- SEITENTEXT
========

Über idyllische Orte, Weine und Abschiede
Die Ungarn lieben nicht nur süße, kalte Fruchtsuppe, sondern auch Palinka und Wein. Auch, wenn es natürlich ebenso ungarisches Bier gibt, wird das hier weniger getrunken. Denn Ungarn ist eine Weinnation. Und Ungarn trinken Palinka, eine Art Obstbrand. Sie trinken es und sie lieben es. Ob aus Birnen oder Pflaumen, mit viel Liebe wird dieses Getränk mit Killer-Qualität auf dem Land auch gerne selber hergestellt. Palinka kann einen umhauen, wer es also ein wenig sachter mag, sollte sich lieber den ausgezeichneten Weinen des Landes zuwenden. Und die besten der besten Weine soll man in Tokaj finden. Der goldglänzende, edelsüße Dessertwein, der aus diesem Ort stammt, ist bis über die Landesgrenzen hinaus bekannt und beliebt und das nicht zu unrecht.
Schlechter Wein wird hier jedoch genau so viel getrunken wie guter und das auch gerne mal mit Wasser gemischt. Wenn man also in Ungarn ist und weder Palinka noch Wein mag, dann findet man sich oft als einzig Nüchterner unter feiernden Ungarn wieder:D. Ob man nun aber ein Weinliebhaber ist oder nicht, man sollte, wenn man ein wenig Zeit in Ungarn hat, auf jeden Fall einen kleinen Abstecher in die Weinregion Tokaj machen. Mich haben dort meine ersten Hügel Ungarns erwartet (schön, mal wieder bergauf zu laufen:D) und ein herrliches Spätsommergefühl. Die Hänge waren übersät von Weinreben, voll beladen mit in der Sonne glitzernder Trauben. In diesem kleinen Weinörtchen kann man Ruhe finden und Frieden und das, obwohl es auf Touristen spezialisiert ist. Wenn man mal eine Auszeit braucht, gibt es wohl kein besseres Plätzchen, als ein kleines Stückchen Gras zwischen einem Walnussbaum und einer Weinrebe mit einem fantastischen Blick hinunter auf das Örtchen. Ich war dort in den letzten Momenten des Tages und die Sonnenstrahlen tauchten alles in ein goldenes Licht. Sehr zu empfehlen:). Nur selten verirrt sich ein anderer Mensch genau an den Ruheplatz, welchen man sich aussucht, dafür umso mehr Bienen und Ameisen:). Zum Durchatmen, wieder Luftbekommen und Gedankenordnen ist es dort perfekt. (Und wenn man dann immer noch zu schlechten Schlussfolgerungen kommt oder den Kopf einfach nicht frei bekommt, dann gibt es ja auch noch genug Wein, um alles zu vergessen:D).

========

- AUFGABE 1
Geben Sie aus dem Text über Tokaj den Abschnitt wortgetreu aus, der mit den Worten „Über idyllische Orte, Weine“ beginnt und mit „nicht zu unrecht.“ endet.

========

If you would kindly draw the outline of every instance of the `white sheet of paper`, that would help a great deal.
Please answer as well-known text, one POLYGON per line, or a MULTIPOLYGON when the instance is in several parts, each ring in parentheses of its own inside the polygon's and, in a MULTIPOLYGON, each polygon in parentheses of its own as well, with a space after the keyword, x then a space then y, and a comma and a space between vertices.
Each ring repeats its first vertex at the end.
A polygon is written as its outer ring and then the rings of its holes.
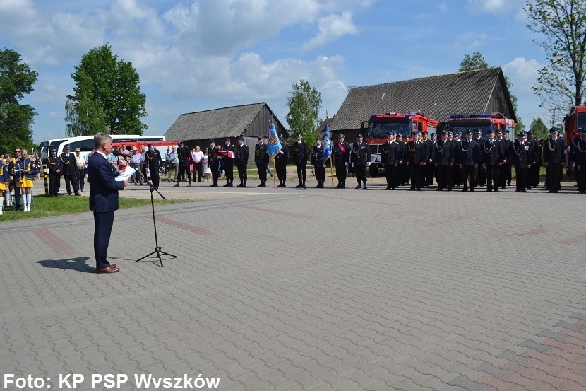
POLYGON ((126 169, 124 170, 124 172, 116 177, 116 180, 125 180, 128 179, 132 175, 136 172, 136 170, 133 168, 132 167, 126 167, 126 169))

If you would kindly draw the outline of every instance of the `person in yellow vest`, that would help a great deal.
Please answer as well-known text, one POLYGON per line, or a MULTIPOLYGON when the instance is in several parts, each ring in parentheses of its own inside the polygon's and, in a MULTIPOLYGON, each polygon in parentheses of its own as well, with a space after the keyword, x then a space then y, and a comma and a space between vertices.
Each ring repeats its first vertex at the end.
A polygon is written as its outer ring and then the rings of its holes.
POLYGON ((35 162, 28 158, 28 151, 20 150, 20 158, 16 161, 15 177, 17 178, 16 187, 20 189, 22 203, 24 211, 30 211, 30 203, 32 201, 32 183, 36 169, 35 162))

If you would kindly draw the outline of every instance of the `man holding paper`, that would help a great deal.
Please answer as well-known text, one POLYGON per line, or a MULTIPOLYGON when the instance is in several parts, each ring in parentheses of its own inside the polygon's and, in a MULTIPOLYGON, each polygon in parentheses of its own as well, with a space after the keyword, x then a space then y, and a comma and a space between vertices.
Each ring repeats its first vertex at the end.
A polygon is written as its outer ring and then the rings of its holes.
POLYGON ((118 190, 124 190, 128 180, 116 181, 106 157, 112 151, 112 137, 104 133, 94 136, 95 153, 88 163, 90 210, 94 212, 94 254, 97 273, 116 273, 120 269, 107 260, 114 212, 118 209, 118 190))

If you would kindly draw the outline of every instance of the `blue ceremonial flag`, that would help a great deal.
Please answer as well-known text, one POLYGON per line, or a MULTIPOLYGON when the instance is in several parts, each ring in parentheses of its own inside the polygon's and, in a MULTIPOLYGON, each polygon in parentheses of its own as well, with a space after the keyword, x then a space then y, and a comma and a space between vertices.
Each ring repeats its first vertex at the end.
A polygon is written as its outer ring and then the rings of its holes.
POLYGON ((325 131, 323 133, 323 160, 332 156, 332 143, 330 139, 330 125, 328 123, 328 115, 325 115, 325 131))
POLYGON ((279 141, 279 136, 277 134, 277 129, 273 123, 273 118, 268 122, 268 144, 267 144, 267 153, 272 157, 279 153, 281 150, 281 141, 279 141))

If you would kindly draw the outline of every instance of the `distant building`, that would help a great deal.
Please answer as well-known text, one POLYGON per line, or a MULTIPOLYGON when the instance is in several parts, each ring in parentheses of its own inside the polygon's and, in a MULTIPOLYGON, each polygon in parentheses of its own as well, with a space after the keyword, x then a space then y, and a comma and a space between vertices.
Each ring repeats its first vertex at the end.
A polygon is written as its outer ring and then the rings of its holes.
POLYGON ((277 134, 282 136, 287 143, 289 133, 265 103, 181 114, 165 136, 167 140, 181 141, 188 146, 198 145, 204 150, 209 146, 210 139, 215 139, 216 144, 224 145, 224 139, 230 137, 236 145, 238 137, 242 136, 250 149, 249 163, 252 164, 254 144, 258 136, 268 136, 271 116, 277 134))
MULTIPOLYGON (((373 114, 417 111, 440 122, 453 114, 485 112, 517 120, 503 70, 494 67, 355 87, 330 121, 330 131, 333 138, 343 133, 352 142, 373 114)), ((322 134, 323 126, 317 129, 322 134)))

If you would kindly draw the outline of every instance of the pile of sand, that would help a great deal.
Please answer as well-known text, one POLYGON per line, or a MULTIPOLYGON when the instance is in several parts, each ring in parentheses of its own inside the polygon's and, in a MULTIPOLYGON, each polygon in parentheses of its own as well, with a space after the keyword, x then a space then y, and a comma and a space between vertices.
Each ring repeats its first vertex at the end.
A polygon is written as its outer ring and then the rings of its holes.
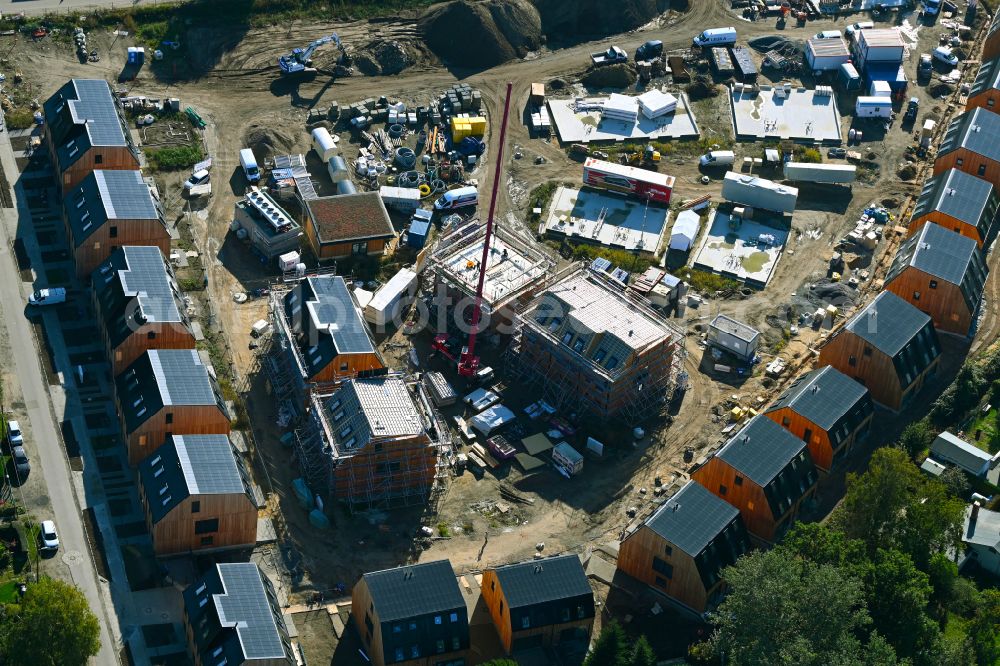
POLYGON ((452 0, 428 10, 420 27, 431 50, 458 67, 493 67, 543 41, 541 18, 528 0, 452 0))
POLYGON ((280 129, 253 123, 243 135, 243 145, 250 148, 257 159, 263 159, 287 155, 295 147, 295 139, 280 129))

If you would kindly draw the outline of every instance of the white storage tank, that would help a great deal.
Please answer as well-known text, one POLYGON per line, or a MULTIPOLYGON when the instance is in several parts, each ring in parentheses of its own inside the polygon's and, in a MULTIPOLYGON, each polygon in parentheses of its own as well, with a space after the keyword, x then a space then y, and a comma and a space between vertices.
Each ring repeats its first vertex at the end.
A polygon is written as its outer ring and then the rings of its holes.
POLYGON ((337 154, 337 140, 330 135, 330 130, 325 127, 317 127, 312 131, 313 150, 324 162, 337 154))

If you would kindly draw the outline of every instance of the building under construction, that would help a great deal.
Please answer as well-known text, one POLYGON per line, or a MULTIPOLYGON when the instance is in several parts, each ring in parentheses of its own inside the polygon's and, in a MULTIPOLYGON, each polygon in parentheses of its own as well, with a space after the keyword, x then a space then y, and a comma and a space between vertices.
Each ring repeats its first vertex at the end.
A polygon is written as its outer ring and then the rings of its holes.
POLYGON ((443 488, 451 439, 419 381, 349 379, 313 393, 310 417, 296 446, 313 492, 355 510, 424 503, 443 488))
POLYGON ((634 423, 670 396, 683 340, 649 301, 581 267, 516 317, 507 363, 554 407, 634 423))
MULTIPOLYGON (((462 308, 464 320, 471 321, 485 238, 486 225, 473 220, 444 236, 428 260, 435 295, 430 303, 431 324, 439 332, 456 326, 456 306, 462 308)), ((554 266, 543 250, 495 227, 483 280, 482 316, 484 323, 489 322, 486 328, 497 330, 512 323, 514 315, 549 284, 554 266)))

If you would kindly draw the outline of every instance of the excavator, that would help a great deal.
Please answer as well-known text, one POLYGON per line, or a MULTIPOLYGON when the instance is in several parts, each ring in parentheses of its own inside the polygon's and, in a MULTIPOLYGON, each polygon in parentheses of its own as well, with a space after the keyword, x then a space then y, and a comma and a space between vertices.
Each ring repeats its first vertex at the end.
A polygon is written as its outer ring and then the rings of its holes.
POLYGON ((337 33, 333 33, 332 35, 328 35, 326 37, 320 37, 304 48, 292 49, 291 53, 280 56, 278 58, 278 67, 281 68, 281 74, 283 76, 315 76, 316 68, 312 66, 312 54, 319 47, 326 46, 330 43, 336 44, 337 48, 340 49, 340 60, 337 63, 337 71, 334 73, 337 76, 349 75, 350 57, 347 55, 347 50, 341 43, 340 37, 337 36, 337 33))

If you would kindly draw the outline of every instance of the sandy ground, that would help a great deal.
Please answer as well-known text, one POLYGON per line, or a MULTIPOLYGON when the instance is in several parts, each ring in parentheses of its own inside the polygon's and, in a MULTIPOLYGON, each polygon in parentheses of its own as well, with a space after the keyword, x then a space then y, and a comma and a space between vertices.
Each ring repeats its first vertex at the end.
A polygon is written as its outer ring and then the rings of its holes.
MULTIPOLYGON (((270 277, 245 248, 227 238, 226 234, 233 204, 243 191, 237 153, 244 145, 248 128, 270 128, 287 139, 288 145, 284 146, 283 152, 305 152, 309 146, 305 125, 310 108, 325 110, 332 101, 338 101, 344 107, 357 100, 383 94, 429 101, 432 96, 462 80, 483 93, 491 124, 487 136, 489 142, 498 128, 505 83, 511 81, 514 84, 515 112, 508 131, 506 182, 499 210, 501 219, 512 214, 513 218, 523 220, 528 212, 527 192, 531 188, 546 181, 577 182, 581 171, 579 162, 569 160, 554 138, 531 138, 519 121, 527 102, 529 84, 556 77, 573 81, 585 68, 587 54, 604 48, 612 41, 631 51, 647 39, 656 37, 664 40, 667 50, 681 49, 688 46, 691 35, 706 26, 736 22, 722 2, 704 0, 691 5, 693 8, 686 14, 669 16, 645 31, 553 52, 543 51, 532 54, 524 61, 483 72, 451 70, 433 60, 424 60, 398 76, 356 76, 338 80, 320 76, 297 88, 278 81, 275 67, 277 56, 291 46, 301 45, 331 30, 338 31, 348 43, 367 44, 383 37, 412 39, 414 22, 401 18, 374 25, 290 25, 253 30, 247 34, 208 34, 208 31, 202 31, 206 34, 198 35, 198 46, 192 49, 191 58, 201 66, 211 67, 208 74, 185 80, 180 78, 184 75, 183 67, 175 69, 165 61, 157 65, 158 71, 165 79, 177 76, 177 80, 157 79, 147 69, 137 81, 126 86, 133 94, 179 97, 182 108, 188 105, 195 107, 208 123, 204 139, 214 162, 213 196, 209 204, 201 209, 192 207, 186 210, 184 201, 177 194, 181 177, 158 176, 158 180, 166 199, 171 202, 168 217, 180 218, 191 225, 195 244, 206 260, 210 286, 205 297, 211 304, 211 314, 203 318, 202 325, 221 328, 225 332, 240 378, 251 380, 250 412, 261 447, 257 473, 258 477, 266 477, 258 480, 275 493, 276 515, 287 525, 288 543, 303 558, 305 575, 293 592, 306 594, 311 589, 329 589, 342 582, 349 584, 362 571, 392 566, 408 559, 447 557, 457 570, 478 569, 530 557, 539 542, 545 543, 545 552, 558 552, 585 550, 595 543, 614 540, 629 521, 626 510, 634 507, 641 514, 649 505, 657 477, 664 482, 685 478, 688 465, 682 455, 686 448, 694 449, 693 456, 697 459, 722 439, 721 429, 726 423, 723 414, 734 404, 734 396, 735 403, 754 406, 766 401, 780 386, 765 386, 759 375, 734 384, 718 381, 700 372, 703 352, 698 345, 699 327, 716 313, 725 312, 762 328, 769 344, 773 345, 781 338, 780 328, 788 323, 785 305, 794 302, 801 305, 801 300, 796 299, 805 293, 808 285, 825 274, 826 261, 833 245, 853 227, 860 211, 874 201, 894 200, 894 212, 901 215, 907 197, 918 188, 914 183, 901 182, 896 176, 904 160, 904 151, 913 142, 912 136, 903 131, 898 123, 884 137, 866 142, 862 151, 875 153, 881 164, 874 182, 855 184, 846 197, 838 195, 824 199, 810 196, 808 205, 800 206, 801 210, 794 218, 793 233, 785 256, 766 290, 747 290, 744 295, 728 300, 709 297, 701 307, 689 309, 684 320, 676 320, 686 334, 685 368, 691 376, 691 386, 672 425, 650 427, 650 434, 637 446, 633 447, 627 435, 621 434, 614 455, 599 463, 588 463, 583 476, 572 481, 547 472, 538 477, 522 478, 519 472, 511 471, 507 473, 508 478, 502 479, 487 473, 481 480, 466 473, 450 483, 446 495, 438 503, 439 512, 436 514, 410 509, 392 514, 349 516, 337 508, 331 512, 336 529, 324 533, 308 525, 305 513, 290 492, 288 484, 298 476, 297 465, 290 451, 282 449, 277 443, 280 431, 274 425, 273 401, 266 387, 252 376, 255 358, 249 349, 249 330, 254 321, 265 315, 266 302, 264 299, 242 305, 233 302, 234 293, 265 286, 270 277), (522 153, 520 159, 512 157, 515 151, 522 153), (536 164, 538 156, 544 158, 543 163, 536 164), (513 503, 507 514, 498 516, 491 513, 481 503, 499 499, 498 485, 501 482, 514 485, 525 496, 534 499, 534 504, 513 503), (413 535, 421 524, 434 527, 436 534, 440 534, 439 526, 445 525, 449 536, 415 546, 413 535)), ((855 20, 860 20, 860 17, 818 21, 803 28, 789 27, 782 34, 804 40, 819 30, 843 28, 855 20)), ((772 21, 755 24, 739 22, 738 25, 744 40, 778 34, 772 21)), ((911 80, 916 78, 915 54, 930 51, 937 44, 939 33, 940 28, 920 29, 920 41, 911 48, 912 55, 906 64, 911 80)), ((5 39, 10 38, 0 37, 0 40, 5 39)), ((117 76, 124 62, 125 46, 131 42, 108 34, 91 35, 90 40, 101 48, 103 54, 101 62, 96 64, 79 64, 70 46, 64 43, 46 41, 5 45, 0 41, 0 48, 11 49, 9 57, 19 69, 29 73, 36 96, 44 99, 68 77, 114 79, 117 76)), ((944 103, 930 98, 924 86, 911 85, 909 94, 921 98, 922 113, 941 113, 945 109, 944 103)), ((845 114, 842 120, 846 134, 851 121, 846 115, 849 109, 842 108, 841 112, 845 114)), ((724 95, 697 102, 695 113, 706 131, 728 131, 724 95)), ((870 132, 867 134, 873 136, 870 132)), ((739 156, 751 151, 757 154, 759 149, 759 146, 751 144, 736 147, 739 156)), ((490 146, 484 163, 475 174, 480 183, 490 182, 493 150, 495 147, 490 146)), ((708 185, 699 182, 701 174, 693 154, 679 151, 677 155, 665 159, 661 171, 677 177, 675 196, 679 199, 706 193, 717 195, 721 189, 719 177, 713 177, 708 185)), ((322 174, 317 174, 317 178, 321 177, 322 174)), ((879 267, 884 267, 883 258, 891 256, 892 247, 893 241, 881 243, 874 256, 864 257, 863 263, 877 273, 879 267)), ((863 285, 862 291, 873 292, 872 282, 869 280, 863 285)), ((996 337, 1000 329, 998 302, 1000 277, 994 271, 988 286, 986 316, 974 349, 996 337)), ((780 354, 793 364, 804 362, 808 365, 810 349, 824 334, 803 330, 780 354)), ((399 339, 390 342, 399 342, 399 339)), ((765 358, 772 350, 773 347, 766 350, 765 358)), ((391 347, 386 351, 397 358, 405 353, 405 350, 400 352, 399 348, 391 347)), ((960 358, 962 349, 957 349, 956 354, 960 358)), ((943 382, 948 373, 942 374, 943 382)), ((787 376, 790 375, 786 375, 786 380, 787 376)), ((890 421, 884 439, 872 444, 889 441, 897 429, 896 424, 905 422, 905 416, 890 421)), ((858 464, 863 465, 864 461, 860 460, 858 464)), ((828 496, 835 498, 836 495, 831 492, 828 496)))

========

- AUFGABE 2
Ermitteln Sie alle Zeilen der Einträge, in denen die Zeichenfolge „building“ vorkommt, und geben Sie diese Zeilen unverändert aus. Groß- und Kleinschreibung ist zu beachten.

- ERGEBNIS 1
Über idyllische Orte, Weine und Abschiede
Die Ungarn lieben nicht nur süße, kalte Fruchtsuppe, sondern auch Palinka und Wein. Auch, wenn es natürlich ebenso ungarisches Bier gibt, wird das hier weniger getrunken. Denn Ungarn ist eine Weinnation. Und Ungarn trinken Palinka, eine Art Obstbrand. Sie trinken es und sie lieben es. Ob aus Birnen oder Pflaumen, mit viel Liebe wird dieses Getränk mit Killer-Qualität auf dem Land auch gerne selber hergestellt. Palinka kann einen umhauen, wer es also ein wenig sachter mag, sollte sich lieber den ausgezeichneten Weinen des Landes zuwenden. Und die besten der besten Weine soll man in Tokaj finden. Der goldglänzende, edelsüße Dessertwein, der aus diesem Ort stammt, ist bis über die Landesgrenzen hinaus bekannt und beliebt und das nicht zu unrecht.

- ERGEBNIS 2
If you would kindly draw the outline of every instance of the `distant building`, that would help a great deal.
If you would kindly draw the outline of every instance of the building under construction, that would help a great deal.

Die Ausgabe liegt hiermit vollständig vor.